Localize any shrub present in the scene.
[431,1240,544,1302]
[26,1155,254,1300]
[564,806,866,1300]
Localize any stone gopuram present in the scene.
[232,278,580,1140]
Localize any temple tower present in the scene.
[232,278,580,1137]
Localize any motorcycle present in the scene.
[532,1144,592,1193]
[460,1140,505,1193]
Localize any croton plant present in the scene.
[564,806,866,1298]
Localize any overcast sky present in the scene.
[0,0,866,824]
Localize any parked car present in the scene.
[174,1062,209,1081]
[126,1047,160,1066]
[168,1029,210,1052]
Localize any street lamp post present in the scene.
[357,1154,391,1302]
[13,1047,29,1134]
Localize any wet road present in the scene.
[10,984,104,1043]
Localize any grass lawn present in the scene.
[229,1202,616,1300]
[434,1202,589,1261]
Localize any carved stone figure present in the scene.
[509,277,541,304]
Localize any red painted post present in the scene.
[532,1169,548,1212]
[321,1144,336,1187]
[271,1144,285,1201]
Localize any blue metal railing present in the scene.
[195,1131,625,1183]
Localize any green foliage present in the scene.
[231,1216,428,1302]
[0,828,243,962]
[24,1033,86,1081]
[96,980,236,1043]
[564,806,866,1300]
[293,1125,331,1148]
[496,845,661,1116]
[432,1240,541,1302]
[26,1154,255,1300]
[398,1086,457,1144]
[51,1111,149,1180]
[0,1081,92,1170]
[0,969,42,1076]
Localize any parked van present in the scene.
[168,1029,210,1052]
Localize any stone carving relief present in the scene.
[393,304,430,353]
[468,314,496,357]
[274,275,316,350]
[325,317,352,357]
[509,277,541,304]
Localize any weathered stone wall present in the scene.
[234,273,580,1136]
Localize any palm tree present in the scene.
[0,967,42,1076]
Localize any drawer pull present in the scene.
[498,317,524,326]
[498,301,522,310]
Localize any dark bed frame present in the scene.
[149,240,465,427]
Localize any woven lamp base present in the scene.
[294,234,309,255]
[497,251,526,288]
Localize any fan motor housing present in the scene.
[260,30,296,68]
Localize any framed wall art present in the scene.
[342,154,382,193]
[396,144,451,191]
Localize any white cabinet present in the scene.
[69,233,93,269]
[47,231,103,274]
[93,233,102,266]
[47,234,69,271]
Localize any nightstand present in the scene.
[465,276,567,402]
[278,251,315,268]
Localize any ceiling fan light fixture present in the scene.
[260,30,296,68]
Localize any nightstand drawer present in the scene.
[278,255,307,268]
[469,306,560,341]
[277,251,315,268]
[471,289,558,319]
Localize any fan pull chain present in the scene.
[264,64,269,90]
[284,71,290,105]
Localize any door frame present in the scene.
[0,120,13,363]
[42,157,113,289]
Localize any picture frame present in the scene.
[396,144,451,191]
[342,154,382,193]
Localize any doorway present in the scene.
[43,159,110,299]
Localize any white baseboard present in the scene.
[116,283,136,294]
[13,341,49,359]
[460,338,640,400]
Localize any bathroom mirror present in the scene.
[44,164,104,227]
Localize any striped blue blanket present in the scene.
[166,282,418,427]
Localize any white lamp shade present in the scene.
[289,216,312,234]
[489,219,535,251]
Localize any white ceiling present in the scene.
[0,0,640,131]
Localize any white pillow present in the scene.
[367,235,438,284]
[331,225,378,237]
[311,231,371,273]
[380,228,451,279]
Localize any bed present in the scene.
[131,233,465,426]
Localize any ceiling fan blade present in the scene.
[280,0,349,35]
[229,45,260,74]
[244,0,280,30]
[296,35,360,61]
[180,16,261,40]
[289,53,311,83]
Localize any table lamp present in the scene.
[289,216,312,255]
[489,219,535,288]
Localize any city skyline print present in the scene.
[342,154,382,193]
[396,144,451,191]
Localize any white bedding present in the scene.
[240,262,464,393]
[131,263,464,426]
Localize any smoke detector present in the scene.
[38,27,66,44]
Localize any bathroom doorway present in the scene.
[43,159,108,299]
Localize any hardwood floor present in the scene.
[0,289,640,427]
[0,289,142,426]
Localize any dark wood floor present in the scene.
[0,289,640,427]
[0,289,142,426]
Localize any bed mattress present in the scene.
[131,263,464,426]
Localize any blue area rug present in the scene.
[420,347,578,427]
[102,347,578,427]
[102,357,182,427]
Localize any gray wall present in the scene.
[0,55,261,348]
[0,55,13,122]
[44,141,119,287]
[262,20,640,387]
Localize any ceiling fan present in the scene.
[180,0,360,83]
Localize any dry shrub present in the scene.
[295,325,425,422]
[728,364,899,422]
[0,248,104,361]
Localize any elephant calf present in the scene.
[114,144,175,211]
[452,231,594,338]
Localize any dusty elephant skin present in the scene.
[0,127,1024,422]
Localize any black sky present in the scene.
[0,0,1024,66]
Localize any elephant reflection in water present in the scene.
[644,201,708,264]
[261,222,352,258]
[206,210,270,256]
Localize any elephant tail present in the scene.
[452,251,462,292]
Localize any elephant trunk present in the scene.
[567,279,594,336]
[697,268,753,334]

---

Schreiben Sie sämtliche Datensätze oben Zeile für Zeile unverändert ab.

- [Lösung der Aufgabe]
Localize any shrub present in the scene.
[431,1240,544,1302]
[26,1155,254,1300]
[564,806,866,1300]
Localize any stone gopuram present in the scene.
[232,278,580,1140]
Localize any temple tower present in the scene.
[232,278,580,1137]
Localize any motorcycle present in the scene.
[532,1144,592,1193]
[460,1140,505,1193]
Localize any croton plant present in the scene.
[564,806,866,1298]
Localize any overcast sky present in the scene.
[0,0,866,824]
Localize any parked car present in the scene.
[174,1062,209,1081]
[126,1047,160,1066]
[168,1029,210,1052]
Localize any street lamp post present in the scene.
[357,1154,391,1302]
[13,1047,29,1134]
Localize any wet road present in the scene.
[10,984,104,1043]
Localize any grass lawn present in the scene.
[229,1202,616,1300]
[434,1202,589,1261]
Localize any carved stone figure present in the scene.
[509,277,541,304]
Localize any red painted post present in the scene.
[532,1169,548,1212]
[321,1144,336,1187]
[271,1144,285,1201]
Localize any blue metal railing present in the scene.
[195,1131,625,1183]
Localize any green foliage present in the scene.
[231,1216,428,1302]
[0,828,243,962]
[24,1033,86,1081]
[96,980,236,1043]
[564,806,866,1300]
[293,1125,331,1148]
[496,845,661,1116]
[432,1240,541,1302]
[26,1154,255,1300]
[398,1086,457,1144]
[51,1111,149,1180]
[0,1081,92,1170]
[0,969,42,1076]
Localize any parked van present in the scene.
[168,1029,210,1052]
Localize any stone carving relief present in the scene.
[393,304,430,353]
[468,314,496,357]
[274,275,316,350]
[325,317,352,357]
[509,277,541,304]
Localize any weathered stone wall present in the scene.
[234,273,580,1136]
Localize any palm tree present in the scene.
[0,967,42,1076]
Localize any drawer pull present in the scene.
[498,317,524,326]
[498,301,522,310]
Localize any dark bed frame present in the scene.
[149,240,465,427]
Localize any woven lamp base present in the scene.
[294,234,309,255]
[497,251,526,288]
Localize any fan motor housing present in the scene.
[260,30,296,68]
Localize any framed wall art present in the scene.
[342,154,382,193]
[396,144,451,191]
Localize any white cabinet present in the scene.
[69,233,93,269]
[47,231,103,274]
[93,233,102,266]
[47,234,69,271]
Localize any nightstand present in the scene.
[465,276,567,402]
[278,251,315,268]
Localize any ceiling fan light fixture present in the scene.
[260,30,296,68]
Localize any nightstand drawer present in the scene.
[278,255,307,268]
[469,306,560,341]
[277,251,315,268]
[471,289,558,319]
Localize any fan pull chain present in the scene.
[264,64,269,90]
[284,71,290,105]
Localize any door frame present in the scene.
[0,120,13,363]
[42,157,113,289]
Localize any picture frame present in the scene.
[396,144,451,191]
[342,154,382,193]
Localize any doorway present in the scene.
[43,159,110,299]
Localize any white baseboard present in the scene.
[116,283,136,294]
[13,341,49,359]
[460,338,640,400]
Localize any bathroom mirror present in the scene.
[44,164,104,227]
Localize any striped blue blanket present in the scene.
[166,282,418,427]
Localize any white lamp shade present in the scene.
[289,216,312,234]
[489,219,535,251]
Localize any white ceiling present in the scene.
[0,0,640,131]
Localize any white pillow present in the scene.
[367,235,438,284]
[331,225,378,237]
[311,231,371,273]
[380,228,451,279]
Localize any bed present in the scene.
[131,233,465,426]
Localize any ceiling fan blade present in the scene.
[280,0,349,35]
[229,45,260,74]
[244,0,280,30]
[296,35,360,61]
[180,16,261,40]
[289,53,311,83]
Localize any table lamp present in the scene.
[289,216,312,255]
[489,219,535,288]
Localize any city skyline print present in the scene.
[342,154,382,193]
[396,144,451,191]
Localize any white bedding present in the scene.
[240,262,464,393]
[131,263,464,426]
Localize any smoke detector present in the scene.
[38,27,66,44]
Localize any bathroom doorway present in the scene.
[43,159,108,299]
Localize any hardwood floor present in the scene.
[0,289,640,427]
[0,289,142,426]
Localize any dark wood floor present in the scene.
[0,289,640,427]
[0,289,142,426]
Localize any bed mattress present in the scene.
[131,263,464,426]
Localize any blue area rug present in the scene.
[420,347,578,427]
[102,347,578,427]
[102,357,182,427]
Localize any gray wall present in the scene.
[0,55,261,348]
[0,55,13,122]
[44,141,119,287]
[262,20,640,387]
Localize any ceiling fan present in the scene.
[180,0,360,83]
Localize any dry shrub present in the scene.
[295,325,425,422]
[728,364,899,422]
[0,248,104,361]
Localize any elephant calf present in the scene.
[114,144,175,211]
[452,231,594,338]
Localize any dusty elephant skin present in the scene.
[0,127,1024,422]
Localize any black sky present in the scene.
[0,0,1024,66]
Localize any elephant reflection in water present in the scene.
[644,201,708,264]
[261,222,352,258]
[206,210,270,256]
Localize any elephant tail present in the scene.
[452,251,462,292]
Localize any elephant trunk present in the scene.
[567,279,594,336]
[697,268,753,334]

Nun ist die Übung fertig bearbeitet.